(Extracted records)
▶

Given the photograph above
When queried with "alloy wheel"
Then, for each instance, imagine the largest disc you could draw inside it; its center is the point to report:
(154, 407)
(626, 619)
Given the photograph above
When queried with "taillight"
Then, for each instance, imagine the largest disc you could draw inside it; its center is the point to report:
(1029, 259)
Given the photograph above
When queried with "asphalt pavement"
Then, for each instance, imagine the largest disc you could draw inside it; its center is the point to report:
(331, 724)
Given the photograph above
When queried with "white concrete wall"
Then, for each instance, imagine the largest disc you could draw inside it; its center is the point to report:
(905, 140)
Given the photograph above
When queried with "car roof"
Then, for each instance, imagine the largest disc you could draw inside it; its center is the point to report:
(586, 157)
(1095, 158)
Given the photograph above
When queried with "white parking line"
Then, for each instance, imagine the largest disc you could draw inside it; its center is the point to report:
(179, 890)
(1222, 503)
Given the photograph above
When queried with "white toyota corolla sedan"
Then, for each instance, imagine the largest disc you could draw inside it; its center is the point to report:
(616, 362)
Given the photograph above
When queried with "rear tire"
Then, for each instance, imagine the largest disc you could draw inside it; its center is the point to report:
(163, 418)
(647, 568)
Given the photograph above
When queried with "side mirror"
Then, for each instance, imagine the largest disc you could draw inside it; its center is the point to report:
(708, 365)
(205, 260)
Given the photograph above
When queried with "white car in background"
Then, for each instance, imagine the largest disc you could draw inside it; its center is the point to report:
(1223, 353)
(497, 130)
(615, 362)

◀

To do: Each line of the data above needs to be returned exactly.

Result of this exercise:
Given the photograph above
When queried with "alloy wheel"
Then, for each instance, imagine the largest disc you could draw inside it; its center is the point to report:
(154, 407)
(626, 619)
Given the photograph above
When queried with "taillight"
Then, for each instance, imagine the largest disc you could draw inside it; its center is the point to report:
(1029, 259)
Given the photograph above
When queried with "asphalt pavement"
Then, for each instance, imagine the largest disc you could draw inside it; its center is the point to report:
(331, 724)
Given the photograph above
When queried with "white concrete wall"
Then, for each instance, imagine the largest disc you could draw inside it; its center is the point to report:
(905, 140)
Given the photograph above
When queried with "car roof"
Then, for each instance, imagine the largest disc you could draw inside it; its center is the point to report:
(586, 157)
(1095, 158)
Given the photograph above
When queried with "white parking line"
Then, for each instance, imagine the largest disc you could draw inside it; its center is the point to report:
(179, 890)
(1222, 503)
Given the photograph above
When queried with "white toyota corolla sedan"
Then, for each instance, imagine the largest disc you could draw inside it; its center is the point to report:
(616, 362)
Given the photograph above
When queried with "rear tire"
Then, for each instance, imagine the largest disc you could draw inside it; its center is the point to report:
(163, 418)
(647, 568)
Given the photograph above
When queried with "side mirror"
Then, for each instance, imagine the largest disc you could draw inside it; its center is the point to report:
(708, 365)
(205, 260)
Given the photograph above
When queried with "white car in background"
Then, for each instance, imagine the largest disc you could draw inside it; its center is the point to report:
(1223, 353)
(497, 130)
(615, 362)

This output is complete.